Task brief:
Each line of the listing that includes "brick" should be reported.

+-------+

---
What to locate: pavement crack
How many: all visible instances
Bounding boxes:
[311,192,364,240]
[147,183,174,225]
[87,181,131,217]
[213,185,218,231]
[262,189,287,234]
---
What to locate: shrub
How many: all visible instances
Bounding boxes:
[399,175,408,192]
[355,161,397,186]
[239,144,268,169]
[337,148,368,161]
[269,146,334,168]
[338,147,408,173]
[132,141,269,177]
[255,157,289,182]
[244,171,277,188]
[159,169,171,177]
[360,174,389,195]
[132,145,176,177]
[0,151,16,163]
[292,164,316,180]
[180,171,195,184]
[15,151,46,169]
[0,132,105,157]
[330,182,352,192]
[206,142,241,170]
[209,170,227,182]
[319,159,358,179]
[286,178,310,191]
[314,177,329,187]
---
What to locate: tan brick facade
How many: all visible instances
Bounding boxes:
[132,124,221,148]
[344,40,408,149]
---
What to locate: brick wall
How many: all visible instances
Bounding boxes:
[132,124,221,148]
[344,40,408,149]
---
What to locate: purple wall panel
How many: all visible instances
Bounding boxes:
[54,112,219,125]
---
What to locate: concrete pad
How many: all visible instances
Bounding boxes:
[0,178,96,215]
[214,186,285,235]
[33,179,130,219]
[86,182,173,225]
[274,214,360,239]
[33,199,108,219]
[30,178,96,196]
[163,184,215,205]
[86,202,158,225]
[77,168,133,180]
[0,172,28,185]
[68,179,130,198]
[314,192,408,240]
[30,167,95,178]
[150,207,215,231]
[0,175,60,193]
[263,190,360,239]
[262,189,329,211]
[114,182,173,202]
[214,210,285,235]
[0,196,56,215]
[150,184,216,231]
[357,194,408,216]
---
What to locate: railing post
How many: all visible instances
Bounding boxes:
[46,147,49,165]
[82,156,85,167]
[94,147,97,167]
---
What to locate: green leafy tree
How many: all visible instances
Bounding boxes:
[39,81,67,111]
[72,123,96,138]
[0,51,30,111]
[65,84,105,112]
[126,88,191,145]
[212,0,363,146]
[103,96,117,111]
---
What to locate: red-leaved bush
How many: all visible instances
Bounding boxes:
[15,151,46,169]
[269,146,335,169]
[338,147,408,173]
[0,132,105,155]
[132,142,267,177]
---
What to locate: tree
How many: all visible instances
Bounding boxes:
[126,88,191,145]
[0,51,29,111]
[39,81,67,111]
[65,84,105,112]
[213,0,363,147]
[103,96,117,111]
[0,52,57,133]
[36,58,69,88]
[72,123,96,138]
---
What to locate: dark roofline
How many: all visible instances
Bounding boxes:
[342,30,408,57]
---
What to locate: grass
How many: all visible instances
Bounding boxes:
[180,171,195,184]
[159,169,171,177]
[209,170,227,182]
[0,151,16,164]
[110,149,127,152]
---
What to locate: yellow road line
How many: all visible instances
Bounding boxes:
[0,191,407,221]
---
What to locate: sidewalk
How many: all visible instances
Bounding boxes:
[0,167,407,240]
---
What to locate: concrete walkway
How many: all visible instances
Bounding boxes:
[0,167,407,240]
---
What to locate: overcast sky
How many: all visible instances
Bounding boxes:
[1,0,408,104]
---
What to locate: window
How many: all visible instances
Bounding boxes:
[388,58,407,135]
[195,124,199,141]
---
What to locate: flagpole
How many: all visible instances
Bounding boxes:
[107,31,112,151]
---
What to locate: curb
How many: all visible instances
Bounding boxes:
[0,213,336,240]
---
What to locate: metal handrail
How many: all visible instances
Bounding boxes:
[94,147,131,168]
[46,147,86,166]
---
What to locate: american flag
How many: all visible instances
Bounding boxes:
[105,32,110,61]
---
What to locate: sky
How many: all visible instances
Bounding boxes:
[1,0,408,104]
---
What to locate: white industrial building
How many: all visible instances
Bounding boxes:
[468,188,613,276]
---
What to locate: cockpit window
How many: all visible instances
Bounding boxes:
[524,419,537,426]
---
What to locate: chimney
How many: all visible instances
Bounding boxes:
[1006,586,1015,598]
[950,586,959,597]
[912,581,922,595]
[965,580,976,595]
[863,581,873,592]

+-------+

Answer box:
What to locate: tan brick facade
What to locate: brick wall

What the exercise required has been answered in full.